═════ STORED DATA ═════

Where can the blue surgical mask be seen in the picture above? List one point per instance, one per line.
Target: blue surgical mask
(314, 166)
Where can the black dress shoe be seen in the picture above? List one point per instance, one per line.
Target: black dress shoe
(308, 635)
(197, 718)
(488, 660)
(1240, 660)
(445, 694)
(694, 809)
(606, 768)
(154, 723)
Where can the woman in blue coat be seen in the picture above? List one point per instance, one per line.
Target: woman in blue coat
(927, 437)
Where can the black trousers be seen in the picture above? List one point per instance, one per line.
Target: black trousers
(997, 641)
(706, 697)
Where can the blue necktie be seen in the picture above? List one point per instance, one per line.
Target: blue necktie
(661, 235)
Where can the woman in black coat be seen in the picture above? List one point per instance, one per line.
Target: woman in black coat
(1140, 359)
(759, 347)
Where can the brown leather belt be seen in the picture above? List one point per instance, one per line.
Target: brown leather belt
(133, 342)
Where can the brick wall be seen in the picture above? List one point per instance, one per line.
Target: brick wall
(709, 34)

═════

SHORT EXERCISE: Can you rewrite the material above in full, line for line, increasing every coordinate in the answers by 141 and leaving everything else unchanged?

SOLUTION FOR THIS TASK:
Where can the blue surgical mask be seen in the picture above? List one point per instance, one per line.
Target: blue surgical mask
(455, 307)
Where can the black dress shoe be seen in the picture above? List one point per instance, one per line.
Target: black dress shoe
(449, 776)
(338, 859)
(629, 801)
(1381, 801)
(586, 835)
(835, 950)
(747, 909)
(295, 864)
Where can the woman in blue coat be seen in the picture above? List one point per instance, one per line.
Target: woman in blue coat
(1068, 578)
Where can the black trousers be seen in the picture above? List one point per instance, one per line.
Target: black trousers
(1138, 782)
(847, 838)
Where can the blue necktie be seen in the picture above? List one point per instance, one per line.
Target: blue necktie
(802, 376)
Where can the woman in black coat be seen in the picture above? List one point per instance, one per line.
Target: woman in black coat
(1281, 500)
(900, 488)
Where can the brown leather belt be seen in the picture above? List one point per instance, one per line.
Target: brown leather belt
(274, 483)
Where can the brick wall be seen in the picture above? List one point per instance, one per line.
Target: brick wall
(850, 175)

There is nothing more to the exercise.